___ AVAILABLE RECORDS

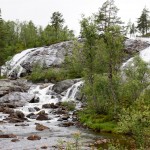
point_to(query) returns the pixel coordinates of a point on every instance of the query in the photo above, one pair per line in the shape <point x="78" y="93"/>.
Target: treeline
<point x="117" y="98"/>
<point x="16" y="36"/>
<point x="143" y="24"/>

______

Update the records above so that "pixel coordinates" becomes "image coordinates" everywhere it appears, with every other line left unchanged. Leave the pictures out of your answer.

THE OUTPUT.
point_to(query) returns the image coordinates of a point on every instance of the query in the photo above, one pair per line in the shape <point x="78" y="93"/>.
Target: treeline
<point x="117" y="98"/>
<point x="16" y="36"/>
<point x="143" y="24"/>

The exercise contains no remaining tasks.